Task requirements
Starting with the line containing "Teacher note: have the class pick out the towel" and continuing through the end of the items, rewrite every line, requests included. Multiply each point coordinate in the answers by 1.95 and round to whole numbers, halves up, and leave out the pictures.

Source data
● ● ● ●
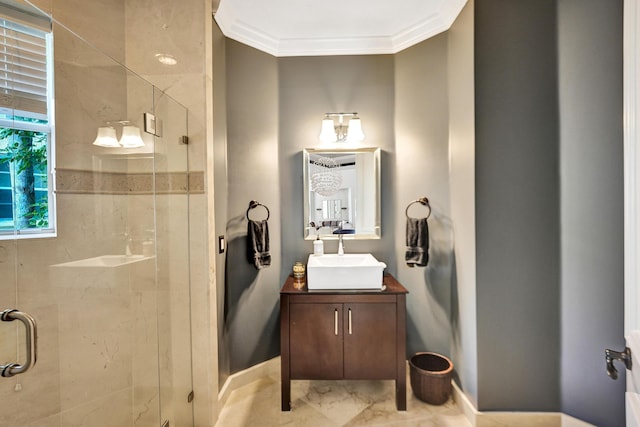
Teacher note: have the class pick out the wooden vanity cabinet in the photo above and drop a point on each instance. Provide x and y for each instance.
(333, 335)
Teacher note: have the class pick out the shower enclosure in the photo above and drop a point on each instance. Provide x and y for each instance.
(110, 293)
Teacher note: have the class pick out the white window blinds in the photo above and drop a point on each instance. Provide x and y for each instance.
(23, 68)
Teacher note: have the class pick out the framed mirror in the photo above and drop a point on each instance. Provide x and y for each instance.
(341, 193)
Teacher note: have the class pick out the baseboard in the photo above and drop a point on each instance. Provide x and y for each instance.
(521, 419)
(476, 418)
(249, 375)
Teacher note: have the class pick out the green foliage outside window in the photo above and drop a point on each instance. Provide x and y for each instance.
(27, 151)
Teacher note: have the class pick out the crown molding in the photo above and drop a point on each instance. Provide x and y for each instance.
(234, 27)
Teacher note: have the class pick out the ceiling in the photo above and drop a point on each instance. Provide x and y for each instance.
(334, 27)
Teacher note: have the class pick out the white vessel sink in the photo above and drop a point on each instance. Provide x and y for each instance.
(348, 271)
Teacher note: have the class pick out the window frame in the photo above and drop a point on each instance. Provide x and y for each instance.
(48, 129)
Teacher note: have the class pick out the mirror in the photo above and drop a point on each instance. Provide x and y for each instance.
(341, 193)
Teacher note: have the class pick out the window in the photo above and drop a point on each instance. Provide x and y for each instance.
(27, 204)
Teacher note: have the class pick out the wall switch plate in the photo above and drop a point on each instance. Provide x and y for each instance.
(150, 123)
(221, 244)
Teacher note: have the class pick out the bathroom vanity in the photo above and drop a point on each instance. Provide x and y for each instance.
(334, 335)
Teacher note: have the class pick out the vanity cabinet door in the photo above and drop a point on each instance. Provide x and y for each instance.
(316, 349)
(370, 341)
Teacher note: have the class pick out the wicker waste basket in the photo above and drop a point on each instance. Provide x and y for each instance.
(431, 377)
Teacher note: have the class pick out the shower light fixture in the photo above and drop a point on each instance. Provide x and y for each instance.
(130, 136)
(332, 132)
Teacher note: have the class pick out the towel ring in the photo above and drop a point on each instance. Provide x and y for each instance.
(423, 201)
(253, 204)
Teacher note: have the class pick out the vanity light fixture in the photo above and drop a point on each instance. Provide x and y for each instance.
(130, 136)
(330, 132)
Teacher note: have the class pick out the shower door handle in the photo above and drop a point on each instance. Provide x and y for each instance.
(31, 336)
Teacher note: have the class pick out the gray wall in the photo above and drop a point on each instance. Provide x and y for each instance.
(517, 205)
(462, 195)
(590, 86)
(548, 191)
(251, 298)
(309, 87)
(422, 169)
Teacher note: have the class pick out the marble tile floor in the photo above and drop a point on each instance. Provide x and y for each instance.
(333, 404)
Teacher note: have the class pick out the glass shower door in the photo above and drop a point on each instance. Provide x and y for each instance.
(110, 293)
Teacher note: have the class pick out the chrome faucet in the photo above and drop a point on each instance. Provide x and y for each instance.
(340, 245)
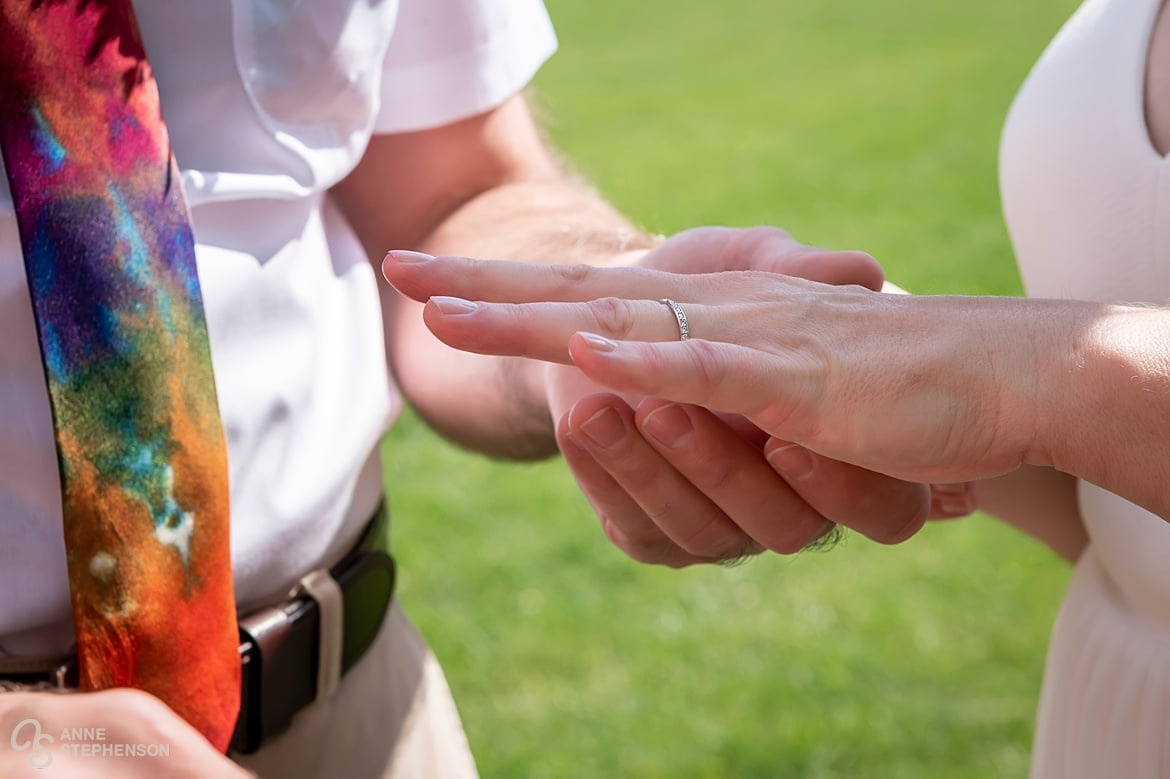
● ● ● ●
Answer
Teacher note: have the class pick out the towel ring in the photo above and drop a point on each instance. Provide x and y for each instance.
(825, 392)
(493, 398)
Teacher note: have the class pick out the vanity light fixture in the photo above and drop a point on each instance. Provide x and y for each instance.
(254, 265)
(644, 257)
Teacher note: have the class pick out the shower door handle in the photo above and drop a point on each instance. Provide x and y for each instance.
(60, 655)
Teacher note: have the class pick out the gray wall in the photo above and drop a point on each instance. Provide x and y for each instance.
(1008, 400)
(901, 380)
(1151, 168)
(1069, 372)
(489, 581)
(603, 170)
(823, 330)
Teacher note: have the class pick out the marble tile floor in the photo above and drop a point on each instance. Provide x and y for each instance.
(649, 788)
Teacher note: have the class pick out the glass shower door in the photo above and drop a point on each instance. Provide x and y for each instance.
(215, 571)
Teacher note: have the class pick out the chrome faucet in the photo above and drop a point on each instance. Provide x and y for each instance.
(663, 478)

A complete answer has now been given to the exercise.